◆ HALAMAN ◆
Siang itu kami menikmati makan siang di tepi hutan yang hanya ada kehidupan manusia pada kisaran 137 tahun silam. Ketika itu, Belanda menjajah Indonesia. Merekalah yang menghuni hutan Ujoeng Peuneung. Di sini mereka dirikan sebuah pelabuhan, tetapi tsunami 2004 telah menghancurleburkan dermaga itu.
Tak begitu jauh dari pelabuhan juga menjulang sebuah mercusuar berketinggian 85 meter dengan lokasi persis di atas sebuah gunung. Pelabuhan dan mercusuar sama-sama dinamakan Williams Torren.
Konon, kedua bangunan yang dibangun pada 1875 itu merupakan hadiah pernikahan raja William III atau William Alexander Paul Frederick Lodewijk. Ia seorang penguasa Belanda yang kala itu memiliki andil besar melakukan pembangunan demi kepentingan kolonialisme Belanda di Asia.

◆ Butir dari sebuah dataset ◆
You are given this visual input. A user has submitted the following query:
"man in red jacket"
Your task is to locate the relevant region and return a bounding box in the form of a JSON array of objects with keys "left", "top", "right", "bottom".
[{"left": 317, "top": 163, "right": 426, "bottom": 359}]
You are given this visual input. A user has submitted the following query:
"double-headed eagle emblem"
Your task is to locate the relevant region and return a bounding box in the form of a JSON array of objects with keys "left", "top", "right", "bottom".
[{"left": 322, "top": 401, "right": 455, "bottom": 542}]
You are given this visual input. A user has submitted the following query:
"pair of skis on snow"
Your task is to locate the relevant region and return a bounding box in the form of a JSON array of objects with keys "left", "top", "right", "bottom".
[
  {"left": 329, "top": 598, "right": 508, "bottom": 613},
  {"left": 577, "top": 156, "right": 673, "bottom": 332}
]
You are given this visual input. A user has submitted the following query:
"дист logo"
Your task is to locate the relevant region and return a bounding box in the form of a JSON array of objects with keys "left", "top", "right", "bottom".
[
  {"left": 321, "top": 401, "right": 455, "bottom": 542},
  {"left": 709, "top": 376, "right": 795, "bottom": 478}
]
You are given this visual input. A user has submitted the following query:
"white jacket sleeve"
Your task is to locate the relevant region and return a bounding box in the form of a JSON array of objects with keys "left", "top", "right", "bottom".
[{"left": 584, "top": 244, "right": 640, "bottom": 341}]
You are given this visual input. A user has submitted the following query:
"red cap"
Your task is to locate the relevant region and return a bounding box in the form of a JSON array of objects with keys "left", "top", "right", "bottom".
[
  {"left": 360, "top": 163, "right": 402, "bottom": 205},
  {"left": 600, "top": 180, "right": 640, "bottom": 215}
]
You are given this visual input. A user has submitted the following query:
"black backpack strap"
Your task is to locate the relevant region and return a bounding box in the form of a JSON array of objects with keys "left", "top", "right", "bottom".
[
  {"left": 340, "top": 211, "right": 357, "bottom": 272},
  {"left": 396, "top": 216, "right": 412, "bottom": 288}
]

◆ URAIAN TUGAS ◆
Salin ulang bagian teks tentang Williams Torren dari "Tak begitu jauh" sampai "dinamakan Williams Torren.", tanpa mengubah satu kata pun.

◆ JAWABAN SOAL ◆
Tak begitu jauh dari pelabuhan juga menjulang sebuah mercusuar berketinggian 85 meter dengan lokasi persis di atas sebuah gunung. Pelabuhan dan mercusuar sama-sama dinamakan Williams Torren.